■ Work to do
Please quote each of the following lines back word for word, without changing anything.

§

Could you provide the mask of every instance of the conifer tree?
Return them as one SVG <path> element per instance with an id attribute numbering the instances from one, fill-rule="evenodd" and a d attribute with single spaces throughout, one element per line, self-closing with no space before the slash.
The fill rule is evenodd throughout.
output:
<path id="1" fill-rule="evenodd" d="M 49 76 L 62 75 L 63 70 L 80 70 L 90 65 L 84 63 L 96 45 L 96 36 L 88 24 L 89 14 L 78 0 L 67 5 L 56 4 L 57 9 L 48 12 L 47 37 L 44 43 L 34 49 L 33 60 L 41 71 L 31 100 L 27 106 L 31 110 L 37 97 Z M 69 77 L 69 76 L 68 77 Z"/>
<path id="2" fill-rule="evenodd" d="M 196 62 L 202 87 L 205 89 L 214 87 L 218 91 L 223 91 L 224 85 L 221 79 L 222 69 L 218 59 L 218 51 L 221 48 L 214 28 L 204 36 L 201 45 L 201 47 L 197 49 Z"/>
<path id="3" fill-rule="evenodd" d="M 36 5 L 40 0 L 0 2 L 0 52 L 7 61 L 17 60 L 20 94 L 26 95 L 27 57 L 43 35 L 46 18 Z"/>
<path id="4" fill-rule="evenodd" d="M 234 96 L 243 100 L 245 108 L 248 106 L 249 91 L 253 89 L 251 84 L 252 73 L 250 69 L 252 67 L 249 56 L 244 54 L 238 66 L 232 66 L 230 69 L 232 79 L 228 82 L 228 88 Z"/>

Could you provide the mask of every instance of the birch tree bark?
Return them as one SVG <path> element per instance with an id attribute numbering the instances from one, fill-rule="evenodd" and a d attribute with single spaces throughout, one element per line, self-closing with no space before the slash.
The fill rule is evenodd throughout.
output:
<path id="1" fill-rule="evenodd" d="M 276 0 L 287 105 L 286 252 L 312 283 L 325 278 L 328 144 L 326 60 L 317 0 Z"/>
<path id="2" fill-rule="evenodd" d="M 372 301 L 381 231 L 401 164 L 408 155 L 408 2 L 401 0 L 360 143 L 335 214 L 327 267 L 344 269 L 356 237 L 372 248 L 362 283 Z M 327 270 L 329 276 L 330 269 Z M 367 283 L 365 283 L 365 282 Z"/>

§

■ Task output
Could you provide the mask of every instance of the conifer tree?
Return them as one SVG <path> element per instance with an id attribute numbering the instances from one, fill-rule="evenodd" and a d attribute with single spaces throughout, one element per line, self-closing with no space before the slash.
The fill rule is evenodd throughout.
output:
<path id="1" fill-rule="evenodd" d="M 49 76 L 62 75 L 63 70 L 80 70 L 90 65 L 84 63 L 96 45 L 96 36 L 88 24 L 89 14 L 78 0 L 67 5 L 56 4 L 57 9 L 48 12 L 47 37 L 44 43 L 34 49 L 33 60 L 41 71 L 31 100 L 27 106 L 31 110 L 37 97 Z M 69 77 L 69 76 L 68 77 Z"/>
<path id="2" fill-rule="evenodd" d="M 196 62 L 202 87 L 205 89 L 214 87 L 218 91 L 223 91 L 224 85 L 221 79 L 222 69 L 218 59 L 218 51 L 221 48 L 214 28 L 204 36 L 201 45 L 201 47 L 197 49 Z"/>
<path id="3" fill-rule="evenodd" d="M 36 5 L 40 0 L 0 2 L 0 52 L 7 61 L 17 60 L 20 94 L 26 95 L 27 57 L 43 35 L 46 18 Z"/>
<path id="4" fill-rule="evenodd" d="M 234 96 L 243 100 L 245 108 L 248 106 L 249 91 L 253 89 L 251 84 L 252 73 L 250 69 L 252 67 L 249 56 L 244 54 L 238 66 L 232 66 L 230 69 L 232 79 L 228 82 L 228 88 Z"/>

Could you provide the mask of every instance of the birch tree bark?
Return them as one SVG <path> element per instance with an id attribute numbering the instances from one, fill-rule="evenodd" and a d attribute with single spaces throughout, one element per line, self-closing with no space before the slash.
The fill rule is evenodd throughout.
output:
<path id="1" fill-rule="evenodd" d="M 276 0 L 287 105 L 286 252 L 312 283 L 325 278 L 328 144 L 326 60 L 317 0 Z"/>
<path id="2" fill-rule="evenodd" d="M 372 301 L 381 231 L 401 164 L 408 155 L 408 2 L 401 0 L 360 143 L 335 214 L 327 267 L 344 269 L 356 237 L 372 248 L 362 283 Z M 327 270 L 329 276 L 330 269 Z M 367 283 L 365 283 L 365 282 Z"/>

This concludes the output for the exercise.